Directions:
Given the listing below, reproduce all of it exactly.

Source information:
=== Begin Enclosure ===

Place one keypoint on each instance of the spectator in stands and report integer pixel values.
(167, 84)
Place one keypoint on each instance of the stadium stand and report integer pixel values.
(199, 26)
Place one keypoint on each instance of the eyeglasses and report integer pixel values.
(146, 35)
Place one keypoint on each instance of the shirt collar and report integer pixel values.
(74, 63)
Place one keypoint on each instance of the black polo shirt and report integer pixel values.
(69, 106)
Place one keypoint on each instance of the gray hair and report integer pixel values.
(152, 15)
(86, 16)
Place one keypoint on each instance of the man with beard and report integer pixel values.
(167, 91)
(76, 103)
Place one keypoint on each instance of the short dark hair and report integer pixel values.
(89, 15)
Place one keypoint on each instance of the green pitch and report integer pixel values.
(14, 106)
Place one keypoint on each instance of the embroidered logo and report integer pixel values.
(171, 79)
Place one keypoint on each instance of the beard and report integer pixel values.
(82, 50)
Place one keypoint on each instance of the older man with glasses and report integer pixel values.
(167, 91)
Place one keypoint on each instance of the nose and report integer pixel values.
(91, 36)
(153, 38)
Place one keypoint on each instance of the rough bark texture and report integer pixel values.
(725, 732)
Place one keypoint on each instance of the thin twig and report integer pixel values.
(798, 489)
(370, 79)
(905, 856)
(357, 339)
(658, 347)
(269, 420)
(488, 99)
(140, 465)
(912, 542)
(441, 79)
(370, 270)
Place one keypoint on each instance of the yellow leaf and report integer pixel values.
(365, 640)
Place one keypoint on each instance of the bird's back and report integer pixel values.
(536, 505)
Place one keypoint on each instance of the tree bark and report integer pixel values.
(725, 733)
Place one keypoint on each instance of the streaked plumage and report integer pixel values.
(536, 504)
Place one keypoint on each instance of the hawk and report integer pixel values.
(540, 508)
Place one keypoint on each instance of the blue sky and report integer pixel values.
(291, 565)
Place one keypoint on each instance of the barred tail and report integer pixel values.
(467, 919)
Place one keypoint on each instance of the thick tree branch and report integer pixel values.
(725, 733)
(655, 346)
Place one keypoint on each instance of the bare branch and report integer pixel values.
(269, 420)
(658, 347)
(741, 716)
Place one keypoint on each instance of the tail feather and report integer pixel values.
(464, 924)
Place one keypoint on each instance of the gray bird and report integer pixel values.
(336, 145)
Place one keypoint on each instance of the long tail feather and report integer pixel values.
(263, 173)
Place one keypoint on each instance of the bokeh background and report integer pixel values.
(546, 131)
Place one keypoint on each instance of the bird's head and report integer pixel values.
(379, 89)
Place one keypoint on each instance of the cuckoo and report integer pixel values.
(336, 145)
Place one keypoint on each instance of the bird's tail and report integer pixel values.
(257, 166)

=== End Enclosure ===

Task output:
Place one keypoint on each instance of the spectator in stands and report integer pixel values.
(167, 84)
Place one keypoint on each instance of the stadium stand and report integer pixel values.
(199, 26)
Place one keypoint on each instance of the eyeglasses and report integer pixel values.
(146, 35)
Place one keypoint on each instance of the shirt collar and report integer pixel values.
(74, 63)
Place one keypoint on each instance of the black polo shirt and report integer pixel values.
(69, 106)
Place one keypoint on each instance of the gray hair and report integer pixel values.
(152, 15)
(86, 16)
Place one keypoint on each instance of the man with beard and report integer pixel values.
(167, 91)
(76, 103)
Place one keypoint on each instance of the short dark hair and report integer pixel values.
(89, 15)
Place one keypoint on each instance of the green pitch and report integer pixel values.
(14, 106)
Place one keypoint on each instance of the embroidered logo and report integer pixel values.
(171, 79)
Place one keypoint on each instance of the beard and report integer pixel values.
(82, 50)
Place one keypoint on each instance of the older man with glasses and report integer pixel values.
(167, 91)
Place one keypoint on each instance of the nose and report integer pixel values.
(91, 36)
(153, 38)
Place one keypoint on each instance of the rough bark texture and report integer pixel values.
(725, 732)
Place one keypoint on each instance of the thin twig and report integer pixel values.
(798, 489)
(370, 79)
(905, 856)
(357, 339)
(658, 347)
(269, 420)
(488, 99)
(140, 465)
(912, 542)
(441, 79)
(370, 270)
Place one keypoint on each instance of the yellow leaf and report integer pixel values.
(365, 640)
Place one keypoint on each instance of the bird's back and report integer pixel values.
(536, 505)
Place one keypoint on each instance of the tree bark and report integer pixel values.
(725, 733)
Place one keypoint on each instance of the streaked plumage and report integer pixel values.
(536, 504)
Place one keypoint on each instance of the hawk and report integer pixel values.
(540, 508)
Place one keypoint on each instance of the blue sky and report integer pixel values.
(291, 565)
Place one keypoint on each instance of the barred tail and report integer pixel values.
(467, 919)
Place one keypoint on each instance of the thick tree branch and report integer pixel values.
(725, 733)
(655, 346)
Place one keypoint on each instance of the bare branch and report integer pixel values.
(269, 420)
(658, 347)
(741, 716)
Place one keypoint on each instance of the tail feather and report integer pixel values.
(464, 924)
Place one keypoint on each instance of the gray bird and report integer pixel values.
(336, 145)
Place one keypoint on each instance of the long tail feather and report integer pixel values.
(263, 173)
Place one keypoint on each instance of the bokeh background and report integer pixel values.
(546, 131)
Place one keypoint on each instance of the bird's head and report integer pixel values.
(379, 89)
Place one keypoint on each instance of the cuckoo and report integer pixel values.
(336, 145)
Place one keypoint on each instance of the bird's tail and report integer pixel values.
(257, 166)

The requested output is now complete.